(Picture annotation entries)
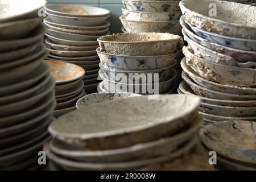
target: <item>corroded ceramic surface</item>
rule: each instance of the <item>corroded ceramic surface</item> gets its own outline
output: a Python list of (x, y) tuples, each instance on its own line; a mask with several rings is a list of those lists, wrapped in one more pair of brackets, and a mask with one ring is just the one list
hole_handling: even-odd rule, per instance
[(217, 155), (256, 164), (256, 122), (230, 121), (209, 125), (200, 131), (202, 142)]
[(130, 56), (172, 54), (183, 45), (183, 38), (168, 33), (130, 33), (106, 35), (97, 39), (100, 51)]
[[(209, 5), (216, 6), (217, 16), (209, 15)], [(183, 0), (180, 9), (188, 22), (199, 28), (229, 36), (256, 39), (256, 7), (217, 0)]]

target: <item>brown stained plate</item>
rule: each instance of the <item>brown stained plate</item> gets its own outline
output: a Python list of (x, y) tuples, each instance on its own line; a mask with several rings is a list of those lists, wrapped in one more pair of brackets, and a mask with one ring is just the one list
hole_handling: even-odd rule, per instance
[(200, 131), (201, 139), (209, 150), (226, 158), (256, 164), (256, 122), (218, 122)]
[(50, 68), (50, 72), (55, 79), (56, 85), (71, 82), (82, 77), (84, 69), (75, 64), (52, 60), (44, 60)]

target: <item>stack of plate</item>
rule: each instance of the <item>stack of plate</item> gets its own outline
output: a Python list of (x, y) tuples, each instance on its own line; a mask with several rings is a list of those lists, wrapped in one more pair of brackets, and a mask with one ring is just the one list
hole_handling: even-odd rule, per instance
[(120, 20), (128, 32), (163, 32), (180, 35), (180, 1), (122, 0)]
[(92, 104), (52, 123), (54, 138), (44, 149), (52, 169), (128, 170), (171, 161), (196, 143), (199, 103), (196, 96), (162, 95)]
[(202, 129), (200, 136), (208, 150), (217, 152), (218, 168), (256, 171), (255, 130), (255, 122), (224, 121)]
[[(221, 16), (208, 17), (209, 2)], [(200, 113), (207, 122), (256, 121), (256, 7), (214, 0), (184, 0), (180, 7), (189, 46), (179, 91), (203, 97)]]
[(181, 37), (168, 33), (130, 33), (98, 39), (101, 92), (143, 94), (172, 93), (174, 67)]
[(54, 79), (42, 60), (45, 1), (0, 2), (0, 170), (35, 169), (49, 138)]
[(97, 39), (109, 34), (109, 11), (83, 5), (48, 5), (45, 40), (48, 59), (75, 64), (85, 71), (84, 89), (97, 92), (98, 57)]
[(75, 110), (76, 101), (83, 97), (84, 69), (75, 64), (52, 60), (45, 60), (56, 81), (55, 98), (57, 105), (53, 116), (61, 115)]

...

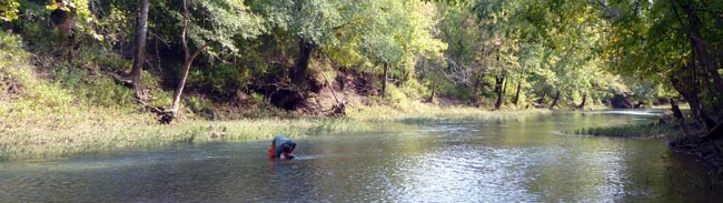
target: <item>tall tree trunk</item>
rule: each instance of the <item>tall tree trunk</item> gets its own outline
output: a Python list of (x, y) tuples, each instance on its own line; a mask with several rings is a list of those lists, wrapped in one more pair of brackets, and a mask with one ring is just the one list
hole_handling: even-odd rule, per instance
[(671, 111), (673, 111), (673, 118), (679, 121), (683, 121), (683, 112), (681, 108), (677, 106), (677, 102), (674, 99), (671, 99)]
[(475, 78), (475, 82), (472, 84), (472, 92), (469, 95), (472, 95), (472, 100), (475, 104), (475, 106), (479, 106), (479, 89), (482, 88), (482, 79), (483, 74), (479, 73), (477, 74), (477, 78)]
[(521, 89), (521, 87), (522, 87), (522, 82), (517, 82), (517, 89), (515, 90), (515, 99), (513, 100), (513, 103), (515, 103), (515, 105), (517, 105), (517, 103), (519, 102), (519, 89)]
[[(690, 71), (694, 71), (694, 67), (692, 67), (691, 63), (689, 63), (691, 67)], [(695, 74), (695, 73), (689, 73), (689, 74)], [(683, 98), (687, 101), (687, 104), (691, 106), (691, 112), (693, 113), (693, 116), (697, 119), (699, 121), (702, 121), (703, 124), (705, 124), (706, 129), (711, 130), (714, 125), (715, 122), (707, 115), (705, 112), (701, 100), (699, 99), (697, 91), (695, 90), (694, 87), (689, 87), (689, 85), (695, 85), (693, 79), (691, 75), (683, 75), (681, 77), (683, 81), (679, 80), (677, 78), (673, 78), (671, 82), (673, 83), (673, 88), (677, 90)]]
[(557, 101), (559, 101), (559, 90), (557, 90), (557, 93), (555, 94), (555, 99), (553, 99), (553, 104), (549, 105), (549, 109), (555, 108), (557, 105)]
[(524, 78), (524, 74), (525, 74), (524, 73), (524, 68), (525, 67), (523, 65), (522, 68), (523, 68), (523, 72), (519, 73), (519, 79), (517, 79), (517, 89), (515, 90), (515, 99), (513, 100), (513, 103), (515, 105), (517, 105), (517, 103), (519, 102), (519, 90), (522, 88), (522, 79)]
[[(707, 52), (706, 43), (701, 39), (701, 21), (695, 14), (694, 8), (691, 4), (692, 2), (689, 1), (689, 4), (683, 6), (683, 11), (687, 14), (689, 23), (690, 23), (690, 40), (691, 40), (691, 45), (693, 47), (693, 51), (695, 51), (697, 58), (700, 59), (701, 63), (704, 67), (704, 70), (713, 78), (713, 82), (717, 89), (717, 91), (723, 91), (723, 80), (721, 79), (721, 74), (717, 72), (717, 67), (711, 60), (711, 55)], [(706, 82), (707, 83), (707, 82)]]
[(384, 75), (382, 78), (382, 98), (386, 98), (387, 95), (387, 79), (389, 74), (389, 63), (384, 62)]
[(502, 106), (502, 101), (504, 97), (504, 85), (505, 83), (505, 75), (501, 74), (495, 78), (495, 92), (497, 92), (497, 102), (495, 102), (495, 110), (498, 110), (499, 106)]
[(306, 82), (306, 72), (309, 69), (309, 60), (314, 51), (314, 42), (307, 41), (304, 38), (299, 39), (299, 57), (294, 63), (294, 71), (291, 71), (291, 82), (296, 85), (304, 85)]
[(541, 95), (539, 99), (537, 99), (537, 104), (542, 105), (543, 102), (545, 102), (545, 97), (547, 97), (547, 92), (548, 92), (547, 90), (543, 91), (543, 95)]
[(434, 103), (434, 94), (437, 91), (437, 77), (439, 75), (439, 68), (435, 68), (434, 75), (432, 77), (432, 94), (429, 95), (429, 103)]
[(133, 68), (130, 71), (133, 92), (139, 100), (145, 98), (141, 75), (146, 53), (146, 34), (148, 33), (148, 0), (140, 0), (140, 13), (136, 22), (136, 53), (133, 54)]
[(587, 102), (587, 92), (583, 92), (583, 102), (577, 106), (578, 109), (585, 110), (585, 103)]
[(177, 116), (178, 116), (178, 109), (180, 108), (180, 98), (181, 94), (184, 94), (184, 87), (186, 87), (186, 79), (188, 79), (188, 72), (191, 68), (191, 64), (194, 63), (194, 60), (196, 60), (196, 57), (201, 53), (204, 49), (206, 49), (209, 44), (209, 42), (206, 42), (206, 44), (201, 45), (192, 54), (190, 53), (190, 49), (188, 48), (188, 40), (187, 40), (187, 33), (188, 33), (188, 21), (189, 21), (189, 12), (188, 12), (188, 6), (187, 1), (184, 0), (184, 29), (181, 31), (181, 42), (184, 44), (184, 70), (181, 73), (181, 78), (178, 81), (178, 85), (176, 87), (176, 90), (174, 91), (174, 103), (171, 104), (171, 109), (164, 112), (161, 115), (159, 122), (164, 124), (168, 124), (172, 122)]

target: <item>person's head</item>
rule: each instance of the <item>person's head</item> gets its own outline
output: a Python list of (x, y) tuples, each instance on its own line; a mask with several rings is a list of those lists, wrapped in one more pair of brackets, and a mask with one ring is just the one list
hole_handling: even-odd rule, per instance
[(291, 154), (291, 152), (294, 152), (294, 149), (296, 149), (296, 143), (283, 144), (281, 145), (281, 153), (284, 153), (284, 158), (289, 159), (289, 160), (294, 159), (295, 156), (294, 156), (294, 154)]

**Objective:**
Output the lines above from the line with "target: <item>person's head</item>" up to and including the line with "156), (294, 154)]", copied exactly.

**Task output:**
target: <item>person's head</item>
rule: each instance of the <item>person's head</item> gets its own outline
output: a Python list of (x, y) tuples, each instance on its own line; a mask with several rings is a list of those lists, wrapped in one more pair of brackets, and a mask with one ring is just the one list
hole_handling: even-odd rule, per instance
[(291, 154), (291, 152), (294, 152), (294, 149), (296, 149), (296, 143), (283, 144), (281, 145), (281, 153), (284, 153), (284, 158), (289, 159), (289, 160), (294, 159), (295, 156), (294, 156), (294, 154)]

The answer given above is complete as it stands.